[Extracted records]
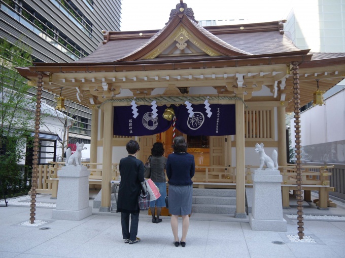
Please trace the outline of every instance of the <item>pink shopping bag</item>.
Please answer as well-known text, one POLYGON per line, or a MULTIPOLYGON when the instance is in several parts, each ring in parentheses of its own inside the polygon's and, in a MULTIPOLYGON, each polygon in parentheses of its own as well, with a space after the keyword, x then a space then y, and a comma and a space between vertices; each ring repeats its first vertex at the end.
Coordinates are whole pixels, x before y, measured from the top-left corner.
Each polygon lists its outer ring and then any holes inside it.
POLYGON ((149 185, 147 190, 149 191, 149 195, 150 195, 150 201, 157 200, 160 197, 159 189, 151 179, 147 179, 146 181, 149 185))

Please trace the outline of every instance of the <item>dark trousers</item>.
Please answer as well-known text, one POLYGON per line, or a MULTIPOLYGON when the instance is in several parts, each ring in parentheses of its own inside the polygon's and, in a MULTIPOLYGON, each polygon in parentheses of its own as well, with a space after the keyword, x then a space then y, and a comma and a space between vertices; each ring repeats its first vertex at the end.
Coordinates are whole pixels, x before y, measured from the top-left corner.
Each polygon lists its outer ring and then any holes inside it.
POLYGON ((139 213, 121 212, 121 225, 122 227, 122 237, 124 239, 135 240, 138 233, 139 213), (130 231, 129 230, 129 214, 130 214, 130 231))

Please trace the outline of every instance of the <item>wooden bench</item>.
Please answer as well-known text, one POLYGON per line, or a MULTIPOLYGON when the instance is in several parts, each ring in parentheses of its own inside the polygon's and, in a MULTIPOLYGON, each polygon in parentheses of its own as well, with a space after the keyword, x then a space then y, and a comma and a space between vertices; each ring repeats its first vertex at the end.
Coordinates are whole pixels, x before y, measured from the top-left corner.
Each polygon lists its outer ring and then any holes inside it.
MULTIPOLYGON (((330 186, 329 177, 332 173, 327 170, 334 166, 302 166, 301 171, 302 190, 303 192, 304 199, 307 202, 312 201, 311 191, 317 191, 319 199, 314 200, 314 202, 320 209, 326 209, 328 207, 336 207, 336 204, 329 200, 329 192, 334 192, 335 188, 330 186), (312 170, 318 169, 319 171, 312 170)), ((289 166, 283 167, 281 173, 283 176, 282 183, 282 195, 283 207, 289 207, 290 191, 294 193, 297 191, 297 173, 294 167, 289 166)))
MULTIPOLYGON (((54 176, 54 175, 52 176, 54 176)), ((50 183, 52 184, 52 196, 51 199, 56 199, 57 197, 57 189, 59 187, 59 179, 54 177, 50 178, 46 180, 47 183, 50 183)), ((89 185, 102 185, 101 176, 89 176, 89 185)))

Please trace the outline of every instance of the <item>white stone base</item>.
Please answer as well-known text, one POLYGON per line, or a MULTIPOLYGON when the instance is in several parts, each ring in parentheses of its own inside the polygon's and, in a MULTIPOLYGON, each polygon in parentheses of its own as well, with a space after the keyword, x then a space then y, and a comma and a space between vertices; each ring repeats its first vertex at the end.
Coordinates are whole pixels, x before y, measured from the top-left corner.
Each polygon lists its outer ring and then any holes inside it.
POLYGON ((249 225, 252 230, 261 231, 282 231, 286 232, 287 226, 286 221, 273 220, 256 220, 252 214, 249 214, 249 225))
POLYGON ((89 201, 90 171, 85 166, 63 166, 57 175, 59 189, 52 218, 80 221, 92 215, 89 201))
POLYGON ((53 209, 52 211, 52 219, 66 221, 80 221, 92 214, 92 207, 87 207, 80 210, 53 209))

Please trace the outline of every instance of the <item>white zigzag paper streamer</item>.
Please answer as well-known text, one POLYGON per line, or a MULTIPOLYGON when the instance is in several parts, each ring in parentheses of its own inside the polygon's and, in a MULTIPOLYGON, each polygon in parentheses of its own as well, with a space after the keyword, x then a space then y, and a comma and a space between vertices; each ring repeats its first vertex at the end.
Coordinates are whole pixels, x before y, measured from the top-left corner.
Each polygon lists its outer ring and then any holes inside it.
POLYGON ((139 113, 137 112, 138 109, 136 108, 137 106, 135 104, 135 102, 134 100, 132 101, 130 104, 132 105, 132 109, 133 110, 133 111, 132 111, 132 113, 133 113, 133 117, 135 118, 139 114, 139 113))
POLYGON ((151 102, 151 105, 152 105, 152 118, 155 118, 158 115, 157 113, 157 111, 158 110, 156 108, 157 107, 157 105, 156 105, 156 101, 154 100, 151 102))
POLYGON ((79 89, 78 87, 76 87, 76 89, 78 92, 77 93, 77 98, 78 99, 78 100, 79 101, 79 102, 81 102, 81 100, 80 100, 80 98, 79 97, 79 95, 80 95, 80 91, 79 91, 79 89))
POLYGON ((194 115, 194 112, 193 112, 193 108, 192 107, 192 104, 190 104, 188 101, 186 101, 185 104, 187 105, 187 109, 188 110, 188 113, 189 113, 189 117, 191 117, 194 115))
POLYGON ((211 109, 210 107, 209 101, 208 100, 205 100, 205 102, 203 104, 205 104, 205 109, 206 109, 206 113, 207 113, 207 117, 210 118, 212 115, 212 112, 211 112, 211 109))

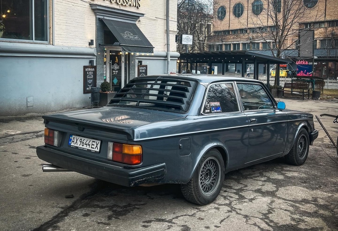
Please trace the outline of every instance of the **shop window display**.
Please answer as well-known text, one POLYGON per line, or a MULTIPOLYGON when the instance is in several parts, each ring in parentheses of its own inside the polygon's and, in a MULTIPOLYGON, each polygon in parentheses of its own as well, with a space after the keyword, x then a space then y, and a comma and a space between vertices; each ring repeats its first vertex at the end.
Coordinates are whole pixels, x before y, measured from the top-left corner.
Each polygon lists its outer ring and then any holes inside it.
POLYGON ((2 0, 0 38, 48 41, 48 1, 2 0))

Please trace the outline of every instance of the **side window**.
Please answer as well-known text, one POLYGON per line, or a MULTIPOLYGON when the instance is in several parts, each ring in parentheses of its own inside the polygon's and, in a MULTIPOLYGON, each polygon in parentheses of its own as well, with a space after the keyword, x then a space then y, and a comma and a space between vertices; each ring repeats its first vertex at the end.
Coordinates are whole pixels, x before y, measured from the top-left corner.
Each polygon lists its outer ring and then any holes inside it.
POLYGON ((239 111, 232 83, 211 85, 207 94, 203 113, 211 114, 239 111))
POLYGON ((273 108, 273 104, 261 85, 237 84, 244 111, 273 108))

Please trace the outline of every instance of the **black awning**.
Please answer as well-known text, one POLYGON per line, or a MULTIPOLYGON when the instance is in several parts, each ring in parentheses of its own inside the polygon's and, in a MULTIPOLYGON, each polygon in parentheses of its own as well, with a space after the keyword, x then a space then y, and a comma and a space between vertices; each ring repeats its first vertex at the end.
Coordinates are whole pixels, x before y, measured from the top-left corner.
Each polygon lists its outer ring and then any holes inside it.
POLYGON ((118 40, 124 51, 153 52, 154 47, 136 23, 106 19, 102 20, 118 40))

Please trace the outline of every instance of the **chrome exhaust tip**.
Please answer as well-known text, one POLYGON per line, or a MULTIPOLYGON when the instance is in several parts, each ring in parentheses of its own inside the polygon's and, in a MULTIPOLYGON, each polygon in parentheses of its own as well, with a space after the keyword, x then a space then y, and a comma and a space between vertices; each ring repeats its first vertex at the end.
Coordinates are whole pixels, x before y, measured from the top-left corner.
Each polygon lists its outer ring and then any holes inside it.
POLYGON ((45 172, 71 172, 71 170, 69 170, 66 168, 54 165, 54 164, 43 164, 42 171, 45 172))

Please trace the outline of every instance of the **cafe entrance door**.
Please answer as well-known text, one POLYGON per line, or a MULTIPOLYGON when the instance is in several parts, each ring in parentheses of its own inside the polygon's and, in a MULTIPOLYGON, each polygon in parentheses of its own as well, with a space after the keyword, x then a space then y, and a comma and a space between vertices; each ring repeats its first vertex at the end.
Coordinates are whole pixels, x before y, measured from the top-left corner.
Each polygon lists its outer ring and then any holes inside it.
POLYGON ((130 55, 118 48, 107 48, 107 76, 113 91, 118 92, 129 80, 130 55))

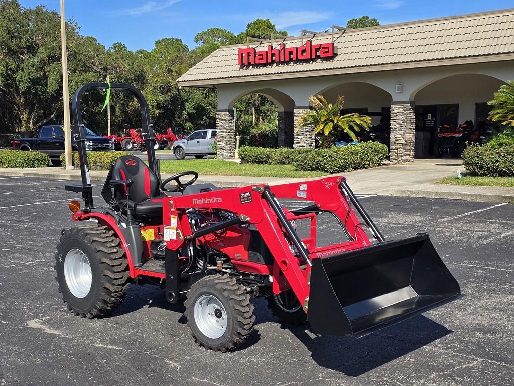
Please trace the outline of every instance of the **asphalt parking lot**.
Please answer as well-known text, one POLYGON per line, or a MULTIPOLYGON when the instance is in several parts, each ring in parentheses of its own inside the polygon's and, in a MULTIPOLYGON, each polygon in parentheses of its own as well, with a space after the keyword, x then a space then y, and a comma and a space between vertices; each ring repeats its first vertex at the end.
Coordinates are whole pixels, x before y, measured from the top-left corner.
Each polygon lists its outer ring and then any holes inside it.
POLYGON ((249 342, 224 354, 155 287, 101 320, 67 312, 53 254, 69 183, 0 177, 0 385, 512 384, 514 205, 363 196, 386 238, 428 232, 465 296, 359 340, 281 326, 256 299, 249 342))

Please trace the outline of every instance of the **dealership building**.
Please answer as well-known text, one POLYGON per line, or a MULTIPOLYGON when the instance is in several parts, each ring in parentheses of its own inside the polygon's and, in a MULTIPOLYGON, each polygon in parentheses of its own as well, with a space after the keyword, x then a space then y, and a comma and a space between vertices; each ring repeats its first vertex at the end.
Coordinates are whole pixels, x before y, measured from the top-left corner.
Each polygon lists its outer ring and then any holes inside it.
POLYGON ((313 128, 296 128, 310 96, 344 96, 342 112, 371 116, 401 163, 433 154, 440 125, 486 125, 486 102, 514 80, 514 9, 272 38, 222 47, 177 81, 217 90, 219 159, 235 156, 234 104, 249 94, 277 104, 279 146, 292 147, 315 146, 313 128))

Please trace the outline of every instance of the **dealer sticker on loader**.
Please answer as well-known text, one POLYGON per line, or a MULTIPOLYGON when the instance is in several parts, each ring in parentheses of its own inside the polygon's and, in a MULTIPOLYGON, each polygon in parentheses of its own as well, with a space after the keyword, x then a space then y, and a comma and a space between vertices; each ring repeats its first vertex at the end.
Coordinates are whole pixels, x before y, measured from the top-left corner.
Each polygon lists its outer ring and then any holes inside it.
POLYGON ((88 83, 72 103, 82 183, 66 189, 82 194, 84 207, 70 203, 78 224, 63 230, 56 270, 63 299, 76 315, 105 315, 129 285, 150 284, 170 302, 185 299, 198 344, 226 352, 252 330, 251 301, 258 296, 283 322, 358 337, 460 293, 427 234, 386 241, 343 177, 223 189, 195 184, 194 171, 161 181, 148 106, 127 85, 111 87, 132 93, 141 105, 148 164, 119 159, 102 191, 105 203, 95 206, 80 100, 84 92, 108 86, 88 83), (280 203, 298 197, 309 203, 291 210, 280 203), (325 213, 337 218, 334 231, 346 240, 318 247, 317 218, 325 213), (297 232, 299 220, 310 224, 306 237, 297 232))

Task description
Copy the listing lines above word for word, from the line containing "zigzag paper streamer</item>." down to the line containing "POLYGON ((211 109, 210", both included.

Solution to this exercise
Please trace the outline of every instance of the <item>white zigzag paper streamer</item>.
Please answer as well-known text, one POLYGON per line, or a MULTIPOLYGON when the instance is in several parts, each ring in parentheses of its own inside the polygon's and, in a MULTIPOLYGON, each polygon in parentheses of its own as well, with a space after the keyword, x then a space then y, and a comma and a space between vertices; each ring repeats its first vertex at the end.
Coordinates are whole pixels, x before y, measured from the top-left corner.
Each polygon lists its outer ring and then any holes inside it.
POLYGON ((139 113, 137 112, 138 109, 136 108, 137 106, 135 104, 135 102, 134 100, 132 101, 130 104, 132 105, 132 109, 133 110, 133 111, 132 111, 132 113, 133 113, 133 117, 135 118, 139 114, 139 113))
POLYGON ((151 102, 151 105, 152 105, 152 118, 155 118, 158 115, 157 113, 157 111, 158 110, 156 108, 157 107, 157 105, 156 105, 156 101, 154 100, 151 102))
POLYGON ((79 89, 78 87, 76 87, 76 89, 78 92, 77 93, 77 98, 78 99, 78 100, 79 101, 79 102, 81 102, 81 100, 80 100, 80 98, 79 97, 79 95, 80 95, 80 91, 79 91, 79 89))
POLYGON ((194 115, 194 112, 193 112, 193 108, 192 107, 192 104, 190 104, 188 101, 186 101, 185 104, 187 105, 187 109, 188 110, 188 113, 189 113, 189 117, 191 117, 194 115))
POLYGON ((211 109, 210 107, 209 101, 208 100, 205 100, 205 102, 203 104, 205 104, 205 109, 206 109, 206 113, 207 113, 207 117, 210 118, 212 115, 212 112, 211 112, 211 109))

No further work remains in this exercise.